Location annotation dataset excerpts
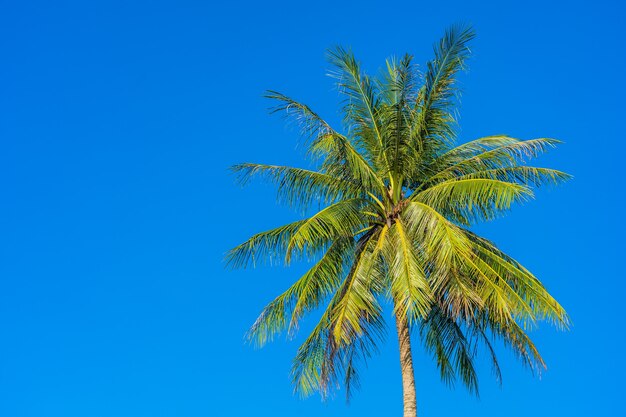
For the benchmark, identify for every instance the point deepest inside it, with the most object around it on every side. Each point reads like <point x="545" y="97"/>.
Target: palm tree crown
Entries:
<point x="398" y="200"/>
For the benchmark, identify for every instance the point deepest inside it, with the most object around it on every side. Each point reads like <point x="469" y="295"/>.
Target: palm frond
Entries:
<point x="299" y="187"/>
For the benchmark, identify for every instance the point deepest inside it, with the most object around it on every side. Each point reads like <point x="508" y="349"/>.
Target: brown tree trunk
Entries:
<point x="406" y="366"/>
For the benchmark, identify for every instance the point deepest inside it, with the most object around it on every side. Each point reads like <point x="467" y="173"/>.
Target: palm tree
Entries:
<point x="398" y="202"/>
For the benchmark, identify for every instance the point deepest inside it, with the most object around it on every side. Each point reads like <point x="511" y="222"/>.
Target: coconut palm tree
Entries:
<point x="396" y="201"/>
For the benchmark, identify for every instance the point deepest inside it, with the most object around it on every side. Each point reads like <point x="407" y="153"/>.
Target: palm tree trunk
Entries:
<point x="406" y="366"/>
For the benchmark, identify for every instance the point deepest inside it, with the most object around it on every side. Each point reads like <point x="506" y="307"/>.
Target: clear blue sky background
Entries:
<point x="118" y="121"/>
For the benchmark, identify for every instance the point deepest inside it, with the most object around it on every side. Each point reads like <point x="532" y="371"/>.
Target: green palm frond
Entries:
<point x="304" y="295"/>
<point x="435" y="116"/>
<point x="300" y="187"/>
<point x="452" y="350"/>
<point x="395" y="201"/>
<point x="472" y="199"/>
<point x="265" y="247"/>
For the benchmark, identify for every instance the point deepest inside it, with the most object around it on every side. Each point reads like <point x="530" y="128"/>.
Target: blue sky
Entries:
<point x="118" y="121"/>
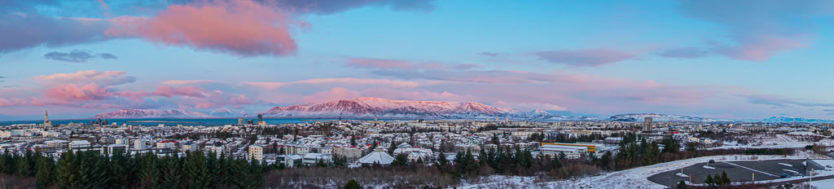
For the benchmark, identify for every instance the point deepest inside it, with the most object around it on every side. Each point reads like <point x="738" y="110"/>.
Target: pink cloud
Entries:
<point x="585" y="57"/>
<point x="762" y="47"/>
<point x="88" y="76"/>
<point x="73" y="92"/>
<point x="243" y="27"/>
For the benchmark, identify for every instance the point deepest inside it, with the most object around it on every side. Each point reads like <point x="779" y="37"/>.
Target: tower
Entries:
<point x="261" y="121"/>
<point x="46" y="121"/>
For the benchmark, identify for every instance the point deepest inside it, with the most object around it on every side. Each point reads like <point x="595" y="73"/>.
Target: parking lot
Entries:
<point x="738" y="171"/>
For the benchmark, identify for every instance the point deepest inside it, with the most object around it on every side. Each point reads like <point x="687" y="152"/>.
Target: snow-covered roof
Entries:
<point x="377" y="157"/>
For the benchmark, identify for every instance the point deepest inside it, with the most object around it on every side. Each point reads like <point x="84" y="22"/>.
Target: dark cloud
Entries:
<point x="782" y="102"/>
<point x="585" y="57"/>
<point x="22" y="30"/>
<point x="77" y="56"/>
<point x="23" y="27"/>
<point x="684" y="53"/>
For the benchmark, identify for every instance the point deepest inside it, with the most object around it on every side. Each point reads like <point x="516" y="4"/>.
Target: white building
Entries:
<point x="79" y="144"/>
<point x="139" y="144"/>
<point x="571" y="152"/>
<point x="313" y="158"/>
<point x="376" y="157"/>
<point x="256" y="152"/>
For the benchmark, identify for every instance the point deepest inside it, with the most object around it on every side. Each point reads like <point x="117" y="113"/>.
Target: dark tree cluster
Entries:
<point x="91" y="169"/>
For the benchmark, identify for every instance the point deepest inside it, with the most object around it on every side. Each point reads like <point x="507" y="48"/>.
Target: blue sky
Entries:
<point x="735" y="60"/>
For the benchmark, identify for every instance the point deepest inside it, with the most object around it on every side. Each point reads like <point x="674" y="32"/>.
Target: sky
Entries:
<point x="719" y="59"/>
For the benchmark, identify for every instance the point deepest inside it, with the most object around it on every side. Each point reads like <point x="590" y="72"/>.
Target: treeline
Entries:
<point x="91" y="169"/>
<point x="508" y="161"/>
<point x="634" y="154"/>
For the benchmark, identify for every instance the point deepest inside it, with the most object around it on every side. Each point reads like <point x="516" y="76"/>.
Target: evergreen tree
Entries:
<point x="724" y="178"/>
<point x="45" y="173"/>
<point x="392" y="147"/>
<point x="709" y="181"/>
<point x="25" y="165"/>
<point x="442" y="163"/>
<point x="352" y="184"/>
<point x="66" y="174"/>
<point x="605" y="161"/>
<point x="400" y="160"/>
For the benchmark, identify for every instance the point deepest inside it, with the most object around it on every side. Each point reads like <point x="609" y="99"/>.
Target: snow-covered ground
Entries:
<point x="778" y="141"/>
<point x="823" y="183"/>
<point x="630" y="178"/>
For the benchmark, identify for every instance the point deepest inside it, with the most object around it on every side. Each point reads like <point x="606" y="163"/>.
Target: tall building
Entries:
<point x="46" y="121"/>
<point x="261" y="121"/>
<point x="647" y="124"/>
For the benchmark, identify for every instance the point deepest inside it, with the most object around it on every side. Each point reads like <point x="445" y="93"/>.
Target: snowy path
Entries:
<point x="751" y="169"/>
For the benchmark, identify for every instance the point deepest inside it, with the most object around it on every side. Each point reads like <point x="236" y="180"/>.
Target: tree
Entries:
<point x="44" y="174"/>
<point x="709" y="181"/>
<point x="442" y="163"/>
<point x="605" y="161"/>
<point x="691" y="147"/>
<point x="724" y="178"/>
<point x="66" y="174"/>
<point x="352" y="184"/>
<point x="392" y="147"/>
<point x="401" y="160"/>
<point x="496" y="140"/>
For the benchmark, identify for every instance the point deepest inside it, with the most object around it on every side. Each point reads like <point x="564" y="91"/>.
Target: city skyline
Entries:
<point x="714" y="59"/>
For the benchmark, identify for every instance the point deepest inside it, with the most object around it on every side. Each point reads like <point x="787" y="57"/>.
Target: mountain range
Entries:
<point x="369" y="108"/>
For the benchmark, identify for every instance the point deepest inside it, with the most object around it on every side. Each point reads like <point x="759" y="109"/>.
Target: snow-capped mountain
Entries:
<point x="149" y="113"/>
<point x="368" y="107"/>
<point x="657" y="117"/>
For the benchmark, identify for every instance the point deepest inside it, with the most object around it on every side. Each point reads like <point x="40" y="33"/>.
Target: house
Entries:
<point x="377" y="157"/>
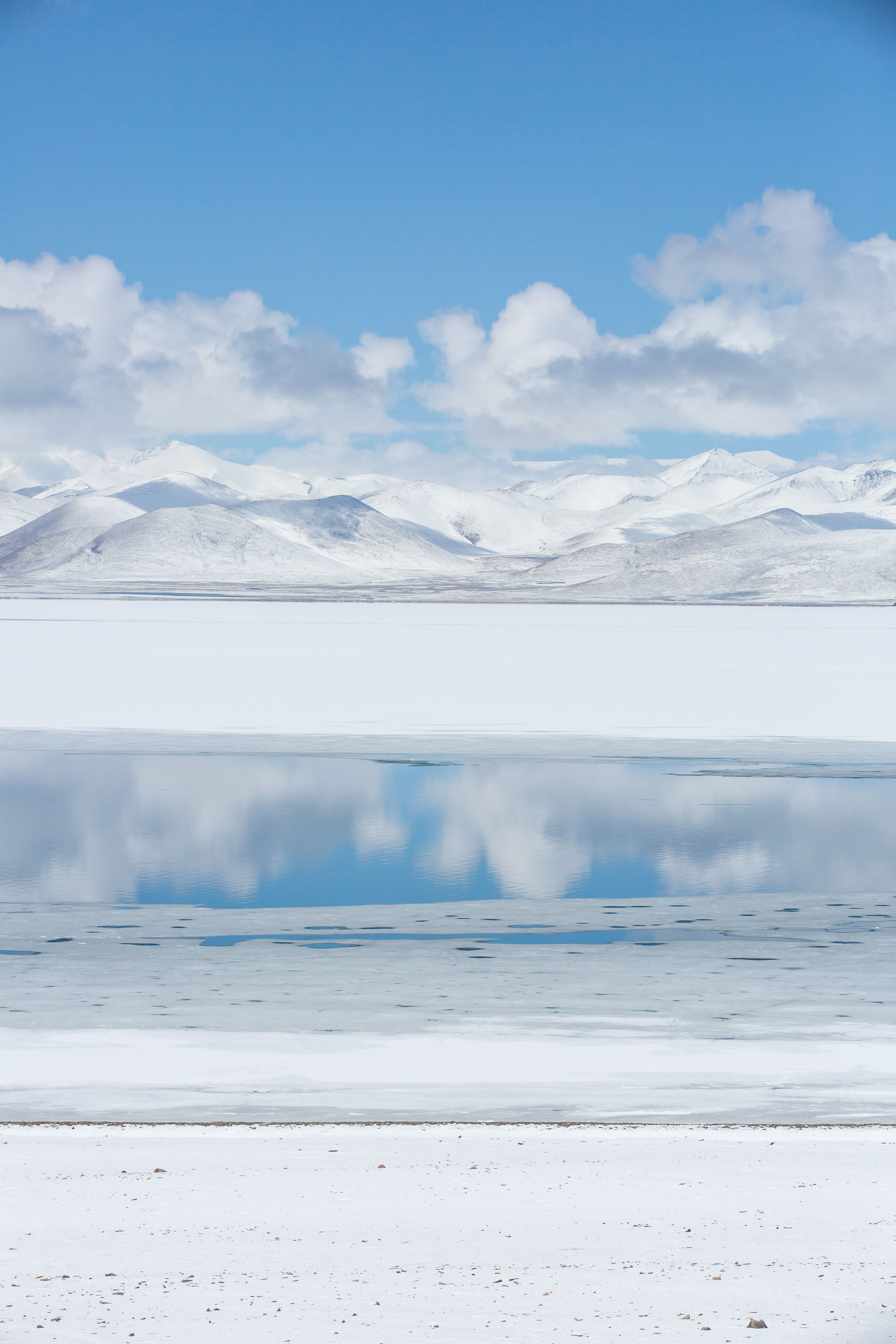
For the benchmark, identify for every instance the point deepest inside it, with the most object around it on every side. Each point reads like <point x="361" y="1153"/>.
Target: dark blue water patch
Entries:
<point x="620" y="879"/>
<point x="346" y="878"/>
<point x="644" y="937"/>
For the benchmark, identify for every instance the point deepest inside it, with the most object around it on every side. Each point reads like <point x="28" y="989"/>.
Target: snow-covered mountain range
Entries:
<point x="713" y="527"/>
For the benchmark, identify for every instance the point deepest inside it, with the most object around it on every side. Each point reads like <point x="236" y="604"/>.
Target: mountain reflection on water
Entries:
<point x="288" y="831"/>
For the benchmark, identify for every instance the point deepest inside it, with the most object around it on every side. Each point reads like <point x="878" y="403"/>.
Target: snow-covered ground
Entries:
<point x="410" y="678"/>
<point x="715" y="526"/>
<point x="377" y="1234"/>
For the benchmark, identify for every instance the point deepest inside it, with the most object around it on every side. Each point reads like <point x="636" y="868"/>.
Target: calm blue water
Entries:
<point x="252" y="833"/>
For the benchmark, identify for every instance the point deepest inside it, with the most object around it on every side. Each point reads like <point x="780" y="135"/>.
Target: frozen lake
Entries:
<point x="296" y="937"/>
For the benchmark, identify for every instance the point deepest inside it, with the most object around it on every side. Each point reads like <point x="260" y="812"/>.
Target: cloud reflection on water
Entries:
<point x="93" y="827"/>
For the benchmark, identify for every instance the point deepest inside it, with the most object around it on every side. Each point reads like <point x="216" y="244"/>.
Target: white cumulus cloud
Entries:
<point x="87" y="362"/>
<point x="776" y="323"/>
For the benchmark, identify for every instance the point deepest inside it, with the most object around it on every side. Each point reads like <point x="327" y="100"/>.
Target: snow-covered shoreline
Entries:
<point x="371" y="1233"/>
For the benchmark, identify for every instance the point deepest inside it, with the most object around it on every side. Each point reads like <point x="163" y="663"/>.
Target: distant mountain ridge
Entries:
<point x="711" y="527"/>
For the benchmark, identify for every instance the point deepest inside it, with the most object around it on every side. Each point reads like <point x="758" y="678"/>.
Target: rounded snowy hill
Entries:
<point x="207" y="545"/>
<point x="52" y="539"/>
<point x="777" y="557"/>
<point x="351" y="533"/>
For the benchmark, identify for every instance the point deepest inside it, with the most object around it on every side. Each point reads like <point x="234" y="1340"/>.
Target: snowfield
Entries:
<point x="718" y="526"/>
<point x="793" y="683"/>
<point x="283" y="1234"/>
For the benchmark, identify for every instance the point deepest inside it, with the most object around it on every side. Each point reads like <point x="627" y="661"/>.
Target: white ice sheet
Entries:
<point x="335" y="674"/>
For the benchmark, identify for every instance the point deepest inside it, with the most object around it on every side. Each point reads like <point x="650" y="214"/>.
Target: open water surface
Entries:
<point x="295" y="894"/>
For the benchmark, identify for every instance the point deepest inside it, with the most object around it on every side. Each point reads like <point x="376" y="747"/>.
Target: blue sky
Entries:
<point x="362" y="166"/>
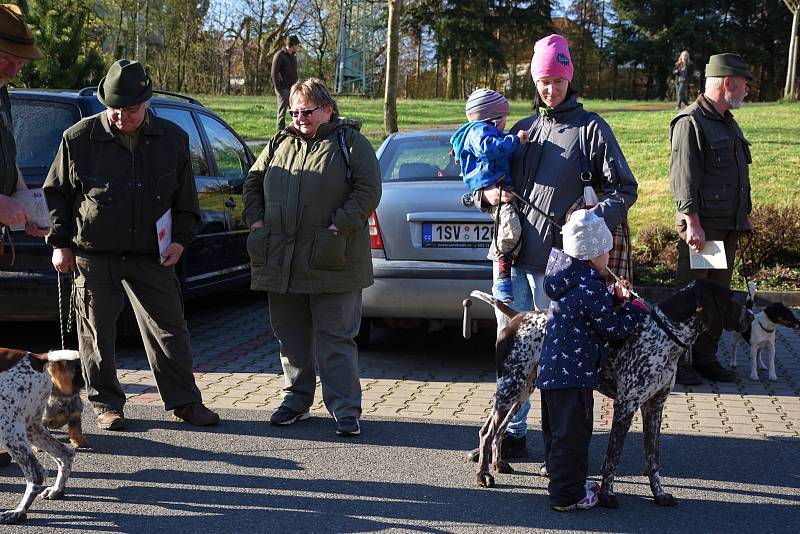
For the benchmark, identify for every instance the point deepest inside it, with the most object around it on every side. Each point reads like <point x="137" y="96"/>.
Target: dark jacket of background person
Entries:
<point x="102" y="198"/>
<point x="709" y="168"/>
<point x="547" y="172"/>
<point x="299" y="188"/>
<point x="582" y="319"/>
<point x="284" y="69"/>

**WRITTEN PROBLEM:**
How many lines contain the string "range"? Give only the number.

**ANSWER TO THIS TASK:**
2